Find every line in the data below that contains the word "yellow", matching its case exactly, and copy each of those lines.

[BEGIN Given data]

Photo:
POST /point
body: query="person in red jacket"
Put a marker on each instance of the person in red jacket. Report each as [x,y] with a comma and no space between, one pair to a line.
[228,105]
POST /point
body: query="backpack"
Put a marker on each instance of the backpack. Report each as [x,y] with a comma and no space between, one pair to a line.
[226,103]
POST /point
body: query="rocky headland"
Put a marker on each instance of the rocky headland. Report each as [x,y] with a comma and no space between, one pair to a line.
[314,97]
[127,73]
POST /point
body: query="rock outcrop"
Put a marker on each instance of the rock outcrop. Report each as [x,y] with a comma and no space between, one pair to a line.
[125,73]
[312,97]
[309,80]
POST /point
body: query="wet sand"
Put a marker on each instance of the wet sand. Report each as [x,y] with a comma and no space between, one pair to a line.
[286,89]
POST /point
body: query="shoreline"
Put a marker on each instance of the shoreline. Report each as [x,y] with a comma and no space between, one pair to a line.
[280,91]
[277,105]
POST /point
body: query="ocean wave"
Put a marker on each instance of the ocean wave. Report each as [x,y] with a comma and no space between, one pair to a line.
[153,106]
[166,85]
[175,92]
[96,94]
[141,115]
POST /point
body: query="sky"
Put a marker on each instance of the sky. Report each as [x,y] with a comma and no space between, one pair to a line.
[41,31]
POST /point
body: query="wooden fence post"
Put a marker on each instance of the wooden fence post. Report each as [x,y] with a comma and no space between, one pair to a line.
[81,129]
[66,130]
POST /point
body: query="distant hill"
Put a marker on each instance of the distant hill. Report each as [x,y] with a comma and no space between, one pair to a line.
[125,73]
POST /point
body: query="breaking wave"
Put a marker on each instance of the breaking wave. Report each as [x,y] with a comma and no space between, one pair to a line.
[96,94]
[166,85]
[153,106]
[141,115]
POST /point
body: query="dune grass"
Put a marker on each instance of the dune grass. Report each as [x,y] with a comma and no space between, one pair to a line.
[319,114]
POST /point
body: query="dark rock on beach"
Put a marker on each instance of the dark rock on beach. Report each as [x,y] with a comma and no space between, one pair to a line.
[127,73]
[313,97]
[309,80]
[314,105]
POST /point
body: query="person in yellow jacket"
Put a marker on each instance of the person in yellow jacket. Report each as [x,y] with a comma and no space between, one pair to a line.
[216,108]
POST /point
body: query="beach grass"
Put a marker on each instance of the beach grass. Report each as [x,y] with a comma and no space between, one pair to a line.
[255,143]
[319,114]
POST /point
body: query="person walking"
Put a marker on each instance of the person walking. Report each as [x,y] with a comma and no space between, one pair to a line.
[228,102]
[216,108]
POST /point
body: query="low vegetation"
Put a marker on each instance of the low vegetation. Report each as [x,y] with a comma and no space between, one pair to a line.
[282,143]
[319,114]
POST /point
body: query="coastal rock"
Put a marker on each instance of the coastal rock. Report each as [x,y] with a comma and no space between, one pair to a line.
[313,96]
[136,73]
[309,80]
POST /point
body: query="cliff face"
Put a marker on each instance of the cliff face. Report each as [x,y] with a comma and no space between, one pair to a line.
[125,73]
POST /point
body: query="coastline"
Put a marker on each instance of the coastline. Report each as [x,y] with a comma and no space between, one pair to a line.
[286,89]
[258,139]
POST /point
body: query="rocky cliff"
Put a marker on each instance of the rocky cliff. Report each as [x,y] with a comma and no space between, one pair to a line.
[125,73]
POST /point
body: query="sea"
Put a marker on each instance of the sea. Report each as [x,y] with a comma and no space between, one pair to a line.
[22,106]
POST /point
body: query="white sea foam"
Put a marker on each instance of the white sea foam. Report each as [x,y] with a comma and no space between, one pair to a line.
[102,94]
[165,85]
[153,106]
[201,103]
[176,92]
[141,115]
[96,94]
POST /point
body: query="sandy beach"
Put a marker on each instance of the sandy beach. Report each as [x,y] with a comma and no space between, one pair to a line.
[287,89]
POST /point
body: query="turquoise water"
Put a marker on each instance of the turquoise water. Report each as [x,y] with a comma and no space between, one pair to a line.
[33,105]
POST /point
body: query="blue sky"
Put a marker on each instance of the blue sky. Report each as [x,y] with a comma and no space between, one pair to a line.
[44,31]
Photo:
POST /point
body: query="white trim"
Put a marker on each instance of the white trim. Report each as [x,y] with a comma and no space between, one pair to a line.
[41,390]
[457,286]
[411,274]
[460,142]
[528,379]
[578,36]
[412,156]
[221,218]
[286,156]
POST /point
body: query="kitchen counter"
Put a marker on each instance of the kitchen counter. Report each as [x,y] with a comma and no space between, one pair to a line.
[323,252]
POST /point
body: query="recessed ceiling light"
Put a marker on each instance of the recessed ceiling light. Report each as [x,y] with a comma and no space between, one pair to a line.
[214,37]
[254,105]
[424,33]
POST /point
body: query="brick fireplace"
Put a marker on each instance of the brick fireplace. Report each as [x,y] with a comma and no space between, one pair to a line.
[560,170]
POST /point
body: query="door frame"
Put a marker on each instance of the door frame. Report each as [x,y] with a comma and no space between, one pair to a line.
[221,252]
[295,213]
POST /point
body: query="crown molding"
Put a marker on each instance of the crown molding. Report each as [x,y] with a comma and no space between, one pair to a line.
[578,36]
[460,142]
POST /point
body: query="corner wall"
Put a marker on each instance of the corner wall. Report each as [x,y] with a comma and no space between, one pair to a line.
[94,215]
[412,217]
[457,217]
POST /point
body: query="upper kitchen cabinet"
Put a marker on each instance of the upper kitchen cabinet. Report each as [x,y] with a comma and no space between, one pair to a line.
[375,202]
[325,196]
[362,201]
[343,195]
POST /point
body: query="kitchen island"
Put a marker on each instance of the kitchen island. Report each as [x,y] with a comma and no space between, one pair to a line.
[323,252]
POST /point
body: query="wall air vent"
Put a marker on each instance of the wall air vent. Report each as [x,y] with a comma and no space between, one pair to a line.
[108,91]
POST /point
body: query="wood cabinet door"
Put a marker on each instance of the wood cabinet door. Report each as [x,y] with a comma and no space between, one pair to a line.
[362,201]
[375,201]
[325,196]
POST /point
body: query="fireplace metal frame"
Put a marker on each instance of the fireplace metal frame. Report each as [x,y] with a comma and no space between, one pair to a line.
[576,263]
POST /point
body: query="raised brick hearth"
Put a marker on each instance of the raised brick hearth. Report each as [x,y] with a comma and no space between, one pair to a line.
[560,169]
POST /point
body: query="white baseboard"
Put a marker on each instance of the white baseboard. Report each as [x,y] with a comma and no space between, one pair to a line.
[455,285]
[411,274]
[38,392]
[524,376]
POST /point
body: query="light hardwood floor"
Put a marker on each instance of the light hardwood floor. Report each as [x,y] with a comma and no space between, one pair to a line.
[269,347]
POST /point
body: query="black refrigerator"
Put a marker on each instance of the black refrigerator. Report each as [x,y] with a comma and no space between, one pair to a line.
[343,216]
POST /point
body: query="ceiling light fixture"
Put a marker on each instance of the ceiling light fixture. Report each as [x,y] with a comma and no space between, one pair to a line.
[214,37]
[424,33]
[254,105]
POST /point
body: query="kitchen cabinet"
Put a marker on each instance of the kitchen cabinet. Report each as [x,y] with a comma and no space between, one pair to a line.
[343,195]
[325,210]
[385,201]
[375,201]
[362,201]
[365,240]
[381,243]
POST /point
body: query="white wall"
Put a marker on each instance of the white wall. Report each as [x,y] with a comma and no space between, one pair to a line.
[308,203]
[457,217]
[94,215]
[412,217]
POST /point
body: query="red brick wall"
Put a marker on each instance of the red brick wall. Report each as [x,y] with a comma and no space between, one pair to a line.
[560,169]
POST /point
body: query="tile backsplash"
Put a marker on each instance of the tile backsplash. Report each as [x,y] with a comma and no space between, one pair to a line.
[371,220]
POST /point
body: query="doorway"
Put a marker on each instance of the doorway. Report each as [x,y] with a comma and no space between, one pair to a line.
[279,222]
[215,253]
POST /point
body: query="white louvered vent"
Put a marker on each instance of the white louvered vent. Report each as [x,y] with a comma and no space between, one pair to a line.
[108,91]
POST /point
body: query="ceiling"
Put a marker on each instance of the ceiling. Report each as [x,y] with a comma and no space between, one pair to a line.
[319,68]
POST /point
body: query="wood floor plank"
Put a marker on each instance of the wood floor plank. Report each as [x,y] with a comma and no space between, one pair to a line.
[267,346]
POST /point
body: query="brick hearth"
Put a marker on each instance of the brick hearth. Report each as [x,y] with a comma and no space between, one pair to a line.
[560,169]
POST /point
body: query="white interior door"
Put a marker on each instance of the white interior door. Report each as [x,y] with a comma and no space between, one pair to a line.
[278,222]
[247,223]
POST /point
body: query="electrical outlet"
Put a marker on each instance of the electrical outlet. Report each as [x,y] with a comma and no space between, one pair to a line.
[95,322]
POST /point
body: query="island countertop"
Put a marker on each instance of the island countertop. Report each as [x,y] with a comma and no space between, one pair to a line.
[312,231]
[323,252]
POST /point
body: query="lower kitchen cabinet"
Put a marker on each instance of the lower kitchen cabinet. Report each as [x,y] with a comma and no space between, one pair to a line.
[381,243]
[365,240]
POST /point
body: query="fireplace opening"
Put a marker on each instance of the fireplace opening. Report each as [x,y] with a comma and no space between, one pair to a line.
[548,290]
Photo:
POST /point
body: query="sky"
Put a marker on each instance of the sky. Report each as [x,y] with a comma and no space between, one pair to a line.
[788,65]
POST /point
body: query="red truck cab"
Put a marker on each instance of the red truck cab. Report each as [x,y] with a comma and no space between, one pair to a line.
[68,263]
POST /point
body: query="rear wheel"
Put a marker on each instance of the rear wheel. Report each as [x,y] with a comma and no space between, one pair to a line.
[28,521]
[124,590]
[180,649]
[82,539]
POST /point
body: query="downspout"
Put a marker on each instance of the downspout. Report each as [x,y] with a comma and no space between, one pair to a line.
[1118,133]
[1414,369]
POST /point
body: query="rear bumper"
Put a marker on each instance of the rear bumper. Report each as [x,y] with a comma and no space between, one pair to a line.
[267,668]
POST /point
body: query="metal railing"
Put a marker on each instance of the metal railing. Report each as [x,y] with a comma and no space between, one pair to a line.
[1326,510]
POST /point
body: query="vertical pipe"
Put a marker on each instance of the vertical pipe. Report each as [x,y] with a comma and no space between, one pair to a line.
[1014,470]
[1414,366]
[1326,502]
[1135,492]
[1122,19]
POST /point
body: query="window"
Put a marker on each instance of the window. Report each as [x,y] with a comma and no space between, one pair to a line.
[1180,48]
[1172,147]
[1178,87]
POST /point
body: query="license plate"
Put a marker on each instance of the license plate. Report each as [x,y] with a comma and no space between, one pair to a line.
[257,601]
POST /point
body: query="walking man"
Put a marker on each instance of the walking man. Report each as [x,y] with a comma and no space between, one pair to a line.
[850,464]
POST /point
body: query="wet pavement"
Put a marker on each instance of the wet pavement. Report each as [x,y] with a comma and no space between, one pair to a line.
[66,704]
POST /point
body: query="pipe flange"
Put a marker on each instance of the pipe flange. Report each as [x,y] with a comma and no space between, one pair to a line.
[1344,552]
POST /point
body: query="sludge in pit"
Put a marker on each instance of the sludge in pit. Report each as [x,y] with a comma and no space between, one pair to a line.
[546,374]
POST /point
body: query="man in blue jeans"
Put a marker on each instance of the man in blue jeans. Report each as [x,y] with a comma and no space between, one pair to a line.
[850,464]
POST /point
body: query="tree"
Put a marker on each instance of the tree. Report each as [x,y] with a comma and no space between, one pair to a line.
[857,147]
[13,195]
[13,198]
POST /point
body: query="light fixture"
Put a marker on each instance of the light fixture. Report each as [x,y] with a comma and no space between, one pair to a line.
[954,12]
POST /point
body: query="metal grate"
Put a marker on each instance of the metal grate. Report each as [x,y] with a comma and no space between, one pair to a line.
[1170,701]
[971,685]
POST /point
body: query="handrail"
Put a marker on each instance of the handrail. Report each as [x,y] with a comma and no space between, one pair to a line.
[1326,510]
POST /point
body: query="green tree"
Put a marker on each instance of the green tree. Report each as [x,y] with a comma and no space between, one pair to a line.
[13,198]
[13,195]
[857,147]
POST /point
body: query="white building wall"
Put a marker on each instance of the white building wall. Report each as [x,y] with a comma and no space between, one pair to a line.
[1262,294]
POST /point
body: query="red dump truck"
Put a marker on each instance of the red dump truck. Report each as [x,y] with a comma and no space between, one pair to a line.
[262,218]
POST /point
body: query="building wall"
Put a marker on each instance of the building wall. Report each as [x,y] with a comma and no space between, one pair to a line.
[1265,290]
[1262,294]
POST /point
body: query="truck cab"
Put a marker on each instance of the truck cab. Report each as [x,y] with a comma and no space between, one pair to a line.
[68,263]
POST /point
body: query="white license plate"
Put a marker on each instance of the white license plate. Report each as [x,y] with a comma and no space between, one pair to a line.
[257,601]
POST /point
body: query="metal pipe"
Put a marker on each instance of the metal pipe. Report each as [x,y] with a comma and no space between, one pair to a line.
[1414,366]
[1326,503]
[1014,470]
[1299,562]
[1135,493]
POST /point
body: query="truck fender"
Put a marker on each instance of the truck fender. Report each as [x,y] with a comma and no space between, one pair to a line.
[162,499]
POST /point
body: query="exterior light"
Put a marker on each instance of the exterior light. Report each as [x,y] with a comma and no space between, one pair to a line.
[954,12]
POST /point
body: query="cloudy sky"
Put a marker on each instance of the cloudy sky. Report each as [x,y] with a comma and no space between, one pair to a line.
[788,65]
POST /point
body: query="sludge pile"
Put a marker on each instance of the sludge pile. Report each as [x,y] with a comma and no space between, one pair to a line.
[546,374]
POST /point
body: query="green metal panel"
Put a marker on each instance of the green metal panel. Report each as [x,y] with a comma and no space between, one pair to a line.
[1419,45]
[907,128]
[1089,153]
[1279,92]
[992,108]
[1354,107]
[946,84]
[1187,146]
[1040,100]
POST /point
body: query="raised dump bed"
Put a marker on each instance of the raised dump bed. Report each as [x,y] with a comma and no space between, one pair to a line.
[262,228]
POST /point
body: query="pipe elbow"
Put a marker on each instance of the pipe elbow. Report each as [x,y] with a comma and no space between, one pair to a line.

[END Given data]

**Response to this exercise**:
body: query="person in yellow jacket"
Put a marker on each instance of the person in yellow jacket. Report each as [x,y] with a comma and no space between, one pair to a line.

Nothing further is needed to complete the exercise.